* Work to complete
1. In the child support excerpt, how are interest and dividends to be included in the calculation of gross income?
2. Retype the stretch of the child support excerpt from "In this portion" through "calculating child support.".

* Selected excerpt
====================
In this portion of the decision, the SJC cited the Child Support Guidelines provision stating that “capital gains” are includable in income if they “represent a regular source of income” to the recipient, while further noting that such gains need only be a “regular source of income” where they relate to "real and personal property transactions.” Meanwhile, the Court noted that “’interests and dividends’ are to be included without qualification in the calculation of gross income.”
Ultimately, the Court ruled as follows:
Therefore, to the extent that the "income and capital gains on Father's savings and 401K plan" included interest, dividends, and capital gains on transactions other than those related to real and personal property, the judge abused her discretion in excluding them from the calculation of the father's gross income for purposes of calculating child support.
The SJC’s decision in Cavanagh does not provide much practical guidance for how courts should treat irregular gains, dividends and interest for the purposes of alimony or child support. The decision also doesn’t grapple with the provisions of MGL c. 208, § 53, which would generally exclude these sources of income for alimony purposes, where the statute provides that “capital gains income and dividend and interest income which derive from assets equitably divided between the parties [in their divorce]”.
====================
* Record extracts

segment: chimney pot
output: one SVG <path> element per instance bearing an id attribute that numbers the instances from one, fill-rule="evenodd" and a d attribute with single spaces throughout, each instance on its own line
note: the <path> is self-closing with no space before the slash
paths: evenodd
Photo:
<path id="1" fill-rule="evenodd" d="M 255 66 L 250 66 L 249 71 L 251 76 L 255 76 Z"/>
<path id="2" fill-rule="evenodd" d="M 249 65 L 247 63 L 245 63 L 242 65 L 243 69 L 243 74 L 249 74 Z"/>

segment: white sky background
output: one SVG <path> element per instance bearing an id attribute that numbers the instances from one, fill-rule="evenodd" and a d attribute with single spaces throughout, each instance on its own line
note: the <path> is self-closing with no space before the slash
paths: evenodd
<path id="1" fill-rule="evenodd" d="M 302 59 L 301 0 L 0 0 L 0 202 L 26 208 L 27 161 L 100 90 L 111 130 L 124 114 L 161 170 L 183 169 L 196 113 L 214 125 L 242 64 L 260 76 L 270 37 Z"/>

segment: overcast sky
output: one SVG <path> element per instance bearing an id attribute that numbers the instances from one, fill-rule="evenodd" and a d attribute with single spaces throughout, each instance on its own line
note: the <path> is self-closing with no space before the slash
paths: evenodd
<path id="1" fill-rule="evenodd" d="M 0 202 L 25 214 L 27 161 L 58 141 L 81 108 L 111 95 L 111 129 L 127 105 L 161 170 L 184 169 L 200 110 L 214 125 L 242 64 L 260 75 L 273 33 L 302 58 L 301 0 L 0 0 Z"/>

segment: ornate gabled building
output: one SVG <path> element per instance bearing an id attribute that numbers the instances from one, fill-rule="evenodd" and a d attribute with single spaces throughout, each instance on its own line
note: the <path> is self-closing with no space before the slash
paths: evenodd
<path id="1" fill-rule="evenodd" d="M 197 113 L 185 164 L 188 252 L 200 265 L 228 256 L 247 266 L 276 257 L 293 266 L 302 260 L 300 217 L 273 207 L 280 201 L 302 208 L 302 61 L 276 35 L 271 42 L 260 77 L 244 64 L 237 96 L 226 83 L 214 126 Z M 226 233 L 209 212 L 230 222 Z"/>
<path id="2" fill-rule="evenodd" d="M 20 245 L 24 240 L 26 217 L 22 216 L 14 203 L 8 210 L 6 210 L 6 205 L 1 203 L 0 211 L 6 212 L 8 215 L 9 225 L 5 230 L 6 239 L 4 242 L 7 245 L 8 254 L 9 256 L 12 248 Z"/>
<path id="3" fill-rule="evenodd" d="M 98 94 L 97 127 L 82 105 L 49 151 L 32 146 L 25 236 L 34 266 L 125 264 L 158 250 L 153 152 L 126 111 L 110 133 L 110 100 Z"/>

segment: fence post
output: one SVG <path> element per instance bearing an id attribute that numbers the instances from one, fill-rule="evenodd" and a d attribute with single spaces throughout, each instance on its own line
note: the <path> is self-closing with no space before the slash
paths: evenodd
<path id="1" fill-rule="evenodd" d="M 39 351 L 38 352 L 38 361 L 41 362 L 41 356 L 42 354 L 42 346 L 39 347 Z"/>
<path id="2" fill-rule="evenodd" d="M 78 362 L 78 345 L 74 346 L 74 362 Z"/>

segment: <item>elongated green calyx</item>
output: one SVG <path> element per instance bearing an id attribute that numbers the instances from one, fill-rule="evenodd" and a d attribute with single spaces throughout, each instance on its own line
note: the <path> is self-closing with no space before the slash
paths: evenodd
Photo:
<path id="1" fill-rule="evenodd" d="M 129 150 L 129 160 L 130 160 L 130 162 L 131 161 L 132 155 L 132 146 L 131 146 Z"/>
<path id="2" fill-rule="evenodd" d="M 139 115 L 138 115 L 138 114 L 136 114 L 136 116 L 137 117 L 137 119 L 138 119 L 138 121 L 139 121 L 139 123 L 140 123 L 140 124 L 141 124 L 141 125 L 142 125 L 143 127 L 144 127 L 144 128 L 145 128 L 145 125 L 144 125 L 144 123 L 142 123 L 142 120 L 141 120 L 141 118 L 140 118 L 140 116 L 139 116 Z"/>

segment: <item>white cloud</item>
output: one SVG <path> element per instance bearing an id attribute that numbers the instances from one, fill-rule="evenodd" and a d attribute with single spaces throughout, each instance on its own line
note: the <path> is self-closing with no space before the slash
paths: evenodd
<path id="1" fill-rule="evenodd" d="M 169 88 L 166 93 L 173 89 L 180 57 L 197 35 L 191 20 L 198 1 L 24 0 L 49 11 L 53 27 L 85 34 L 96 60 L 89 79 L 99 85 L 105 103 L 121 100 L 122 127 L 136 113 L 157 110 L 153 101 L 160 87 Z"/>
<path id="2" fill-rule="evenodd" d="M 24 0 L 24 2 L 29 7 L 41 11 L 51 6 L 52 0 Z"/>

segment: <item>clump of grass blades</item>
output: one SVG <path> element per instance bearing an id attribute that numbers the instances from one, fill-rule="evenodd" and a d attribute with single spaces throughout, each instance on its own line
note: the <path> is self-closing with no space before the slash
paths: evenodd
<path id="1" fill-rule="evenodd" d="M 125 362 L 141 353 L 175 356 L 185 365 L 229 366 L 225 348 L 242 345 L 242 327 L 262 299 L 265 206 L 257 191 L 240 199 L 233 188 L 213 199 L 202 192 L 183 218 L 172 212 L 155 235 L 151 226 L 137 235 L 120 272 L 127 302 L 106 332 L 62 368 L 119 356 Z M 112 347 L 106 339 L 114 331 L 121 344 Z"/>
====================
* Answers for the tasks
1. Without qualification.

2.
In this portion of the decision, the SJC cited the Child Support Guidelines provision stating that “capital gains” are includable in income if they “represent a regular source of income” to the recipient, while further noting that such gains need only be a “regular source of income” where they relate to "real and personal property transactions.” Meanwhile, the Court noted that “’interests and dividends’ are to be included without qualification in the calculation of gross income.”
Ultimately, the Court ruled as follows:
Therefore, to the extent that the "income and capital gains on Father's savings and 401K plan" included interest, dividends, and capital gains on transactions other than those related to real and personal property, the judge abused her discretion in excluding them from the calculation of the father's gross income for purposes of calculating child support.